• **Problem statement**
With the string "could" as the filter, copy each matching line from the records.

• **Data for analysis**
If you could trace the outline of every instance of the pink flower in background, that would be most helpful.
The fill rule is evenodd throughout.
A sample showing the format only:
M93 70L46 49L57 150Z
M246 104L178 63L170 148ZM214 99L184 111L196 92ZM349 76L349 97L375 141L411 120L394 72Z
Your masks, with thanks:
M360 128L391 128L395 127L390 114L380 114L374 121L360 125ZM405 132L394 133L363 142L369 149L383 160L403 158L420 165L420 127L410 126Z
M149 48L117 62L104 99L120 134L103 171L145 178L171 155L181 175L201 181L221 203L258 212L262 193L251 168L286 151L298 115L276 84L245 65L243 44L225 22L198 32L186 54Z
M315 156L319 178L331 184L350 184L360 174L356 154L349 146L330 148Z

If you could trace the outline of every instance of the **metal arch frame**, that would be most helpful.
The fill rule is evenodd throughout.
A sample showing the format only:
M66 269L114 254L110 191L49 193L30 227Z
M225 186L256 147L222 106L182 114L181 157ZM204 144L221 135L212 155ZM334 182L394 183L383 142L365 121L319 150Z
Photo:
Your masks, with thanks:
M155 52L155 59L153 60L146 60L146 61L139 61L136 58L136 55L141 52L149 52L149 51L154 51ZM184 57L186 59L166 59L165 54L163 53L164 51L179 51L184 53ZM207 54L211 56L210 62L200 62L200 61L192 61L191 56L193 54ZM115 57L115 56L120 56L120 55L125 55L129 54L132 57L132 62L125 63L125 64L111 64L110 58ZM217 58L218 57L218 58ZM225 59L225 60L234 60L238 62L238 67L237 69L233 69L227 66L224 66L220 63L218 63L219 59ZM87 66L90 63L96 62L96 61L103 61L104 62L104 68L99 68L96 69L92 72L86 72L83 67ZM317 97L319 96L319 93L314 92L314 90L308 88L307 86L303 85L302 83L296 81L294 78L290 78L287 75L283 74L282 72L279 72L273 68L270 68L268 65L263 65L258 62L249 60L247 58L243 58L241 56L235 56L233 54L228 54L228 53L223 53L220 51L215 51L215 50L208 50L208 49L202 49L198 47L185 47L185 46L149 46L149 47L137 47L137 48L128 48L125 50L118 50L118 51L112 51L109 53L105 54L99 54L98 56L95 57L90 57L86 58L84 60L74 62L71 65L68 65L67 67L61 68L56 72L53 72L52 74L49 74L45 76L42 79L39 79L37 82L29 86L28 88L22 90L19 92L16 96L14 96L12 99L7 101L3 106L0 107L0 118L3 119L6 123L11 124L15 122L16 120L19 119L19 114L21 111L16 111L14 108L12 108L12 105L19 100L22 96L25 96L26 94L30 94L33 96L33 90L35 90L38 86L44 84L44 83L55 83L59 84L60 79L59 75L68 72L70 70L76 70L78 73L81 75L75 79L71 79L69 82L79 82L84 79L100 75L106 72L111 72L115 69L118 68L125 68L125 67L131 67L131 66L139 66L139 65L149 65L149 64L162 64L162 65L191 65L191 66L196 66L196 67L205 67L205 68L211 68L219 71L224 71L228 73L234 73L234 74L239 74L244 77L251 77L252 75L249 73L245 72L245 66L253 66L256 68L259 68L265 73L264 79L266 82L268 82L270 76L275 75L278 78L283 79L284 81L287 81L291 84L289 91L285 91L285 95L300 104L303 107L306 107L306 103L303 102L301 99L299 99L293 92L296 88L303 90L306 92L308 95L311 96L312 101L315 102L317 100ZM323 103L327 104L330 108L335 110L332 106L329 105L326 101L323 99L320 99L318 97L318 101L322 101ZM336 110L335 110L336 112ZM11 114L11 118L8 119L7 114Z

• **Solution below**
If you could trace the outline of every instance of the pink flower in background, that would be most helpful.
If you could trace the outline of every instance of the **metal arch frame**, that would be most helpful.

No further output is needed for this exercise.